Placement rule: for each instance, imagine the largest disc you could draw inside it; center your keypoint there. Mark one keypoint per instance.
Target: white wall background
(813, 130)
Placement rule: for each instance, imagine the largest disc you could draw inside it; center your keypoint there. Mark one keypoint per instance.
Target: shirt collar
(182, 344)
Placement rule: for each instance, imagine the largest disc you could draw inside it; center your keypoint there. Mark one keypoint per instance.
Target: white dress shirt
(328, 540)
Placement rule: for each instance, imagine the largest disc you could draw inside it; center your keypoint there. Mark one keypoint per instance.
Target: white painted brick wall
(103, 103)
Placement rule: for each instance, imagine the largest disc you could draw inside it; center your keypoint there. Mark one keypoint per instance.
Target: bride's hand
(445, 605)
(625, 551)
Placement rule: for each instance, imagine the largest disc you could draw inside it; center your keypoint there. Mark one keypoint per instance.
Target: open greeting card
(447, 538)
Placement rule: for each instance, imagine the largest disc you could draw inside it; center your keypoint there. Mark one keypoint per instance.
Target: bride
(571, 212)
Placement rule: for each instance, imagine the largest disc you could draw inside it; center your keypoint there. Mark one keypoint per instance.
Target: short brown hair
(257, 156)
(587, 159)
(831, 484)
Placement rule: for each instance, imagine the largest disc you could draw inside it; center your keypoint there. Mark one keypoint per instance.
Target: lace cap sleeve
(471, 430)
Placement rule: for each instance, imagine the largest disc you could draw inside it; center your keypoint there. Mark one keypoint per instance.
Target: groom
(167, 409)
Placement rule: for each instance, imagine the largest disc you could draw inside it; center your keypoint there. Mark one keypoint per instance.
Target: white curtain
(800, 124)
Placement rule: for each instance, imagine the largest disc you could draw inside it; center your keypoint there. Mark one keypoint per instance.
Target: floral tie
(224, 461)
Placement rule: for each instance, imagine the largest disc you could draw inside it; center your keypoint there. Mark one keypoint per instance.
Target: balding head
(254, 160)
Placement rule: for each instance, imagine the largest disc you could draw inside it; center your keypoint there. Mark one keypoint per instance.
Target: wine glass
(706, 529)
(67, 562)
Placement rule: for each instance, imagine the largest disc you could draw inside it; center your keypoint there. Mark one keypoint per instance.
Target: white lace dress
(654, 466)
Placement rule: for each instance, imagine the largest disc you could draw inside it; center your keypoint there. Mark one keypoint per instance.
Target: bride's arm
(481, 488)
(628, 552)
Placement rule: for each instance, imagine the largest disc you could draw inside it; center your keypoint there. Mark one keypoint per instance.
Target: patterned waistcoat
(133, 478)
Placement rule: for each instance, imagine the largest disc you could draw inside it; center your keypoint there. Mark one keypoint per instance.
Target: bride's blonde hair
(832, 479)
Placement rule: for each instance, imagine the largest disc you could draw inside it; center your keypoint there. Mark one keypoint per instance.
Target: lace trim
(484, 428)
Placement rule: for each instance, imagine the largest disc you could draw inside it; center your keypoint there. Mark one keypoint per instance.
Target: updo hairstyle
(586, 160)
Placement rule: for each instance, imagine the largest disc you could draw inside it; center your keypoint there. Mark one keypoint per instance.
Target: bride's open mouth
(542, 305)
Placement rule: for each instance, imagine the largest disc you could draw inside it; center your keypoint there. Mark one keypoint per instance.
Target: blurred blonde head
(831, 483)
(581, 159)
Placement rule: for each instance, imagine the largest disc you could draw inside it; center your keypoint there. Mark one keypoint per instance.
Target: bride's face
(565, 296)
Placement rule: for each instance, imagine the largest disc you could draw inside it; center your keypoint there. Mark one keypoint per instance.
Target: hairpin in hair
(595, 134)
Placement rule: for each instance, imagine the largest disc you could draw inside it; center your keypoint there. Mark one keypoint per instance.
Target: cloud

WHAT THE TASK REQUIRES → The response should reproduce every entry above exactly.

OUTPUT OF THE TASK →
Placement rule: for each instance, imagine the largest disc you could draw inside it; center your keypoint there. Mark one keypoint per instance.
Target: white wall background
(813, 130)
Placement rule: for each instance, imagine the largest disc you could draw inside it; center your keypoint there. Mark one keypoint per instance.
Target: shirt collar
(182, 344)
Placement rule: for each instance, imagine the largest disc you could draw inside it; center your keypoint there. Mark one keypoint per instance.
Target: white dress shirt
(328, 540)
Placement rule: for each instance, imagine the largest disc you could draw inside it; center your keypoint there. Mark one keypoint per instance.
Target: white painted brick wall
(103, 103)
Placement rule: for each instance, imagine the largest disc you could draw inside it; center your keypoint there. Mark one keypoint per instance.
Target: bride's hand
(445, 605)
(625, 551)
Placement rule: for each instance, imagine the largest disc you could draw inside it; center your keypoint there. Mark one keypoint per instance.
Target: open greeting card
(447, 538)
Placement rule: for each instance, imagine the largest disc you could draw inside it; center your keypoint there. Mark one keypoint per instance.
Target: bride
(571, 212)
Placement rule: for each instance, imagine the largest disc you could draw inside it; center your keypoint there. Mark one keypoint per instance.
Target: short brown hair
(257, 156)
(587, 159)
(831, 484)
Placement rule: for each instance, imagine the largest disc you could draw inside it; center your keypoint there. Mark one keypoint per instance.
Target: lace cap sleeve
(471, 430)
Placement rule: for each instance, imagine the largest disc you could draw inside it; center your keypoint there. Mark one keypoint per instance.
Target: groom
(167, 409)
Placement rule: for each instance, imagine the largest disc you could draw inside it; center your keypoint there. Mark one keypoint per instance.
Target: white curtain
(800, 124)
Placement rule: for each instance, imagine the largest disc you could draw inside it; center your keypoint there. Mark one keypoint per instance.
Target: floral tie
(224, 461)
Placement rule: for each instance, imagine the largest disc you could draw inside it; center your keypoint there. Mark one keypoint per instance.
Target: balding head
(254, 160)
Placement rule: for each instance, imagine the largest disc you could draw inside it; center your keypoint there. Mark one keypoint per instance.
Target: wine glass
(706, 529)
(67, 562)
Placement rule: for each instance, imagine the largest disc you could draw inside it; center your keypoint there. Mark one keypoint per instance.
Target: white lace dress
(654, 466)
Placement rule: for each instance, imagine the largest disc you could draw inside it; center your keypoint there. Mark one keypoint per instance.
Target: bride's arm
(481, 488)
(628, 552)
Placement rule: for each instance, imagine the largest disc you could draw inside it; center your keypoint there. Mark one keypoint per instance.
Target: patterned waistcoat
(133, 478)
Placement rule: for each instance, imagine the largest disc you could draw inside it; center your keypoint there. Mark one keypoint per instance.
Target: bride's blonde hair
(832, 479)
Placement rule: for each instance, imagine the largest disc you could draw inside it; center your keypoint there. Mark one keypoint per instance.
Target: lace trim
(484, 428)
Placement rule: for each instance, imagine the largest disc you could draw inside it; center your keypoint there. Mark one keypoint per instance.
Target: updo hairstyle
(586, 160)
Placement rule: for each instance, imagine the largest disc you could draw inside it; center your keypoint there. Mark one keypoint per instance.
Target: bride's open mouth
(542, 305)
Placement rule: for each instance, imagine the largest disc you could draw inside it; center your keypoint there. Mark one keypoint per instance.
Target: blurred blonde head
(831, 483)
(581, 159)
Placement rule: for each instance, imagine the largest disc you could draw inside it; center your keypoint there. Mark one keypoint per instance.
Target: bride's face
(565, 296)
Placement rule: for each instance, imagine the largest disc you could draw inside it; center your keypoint there. Mark one keypoint per instance.
Target: hairpin in hair
(595, 134)
Placement rule: for each instance, imagine the largest disc you could draw inside it; center your keypoint there. Mark one keypoint per instance.
Target: cloud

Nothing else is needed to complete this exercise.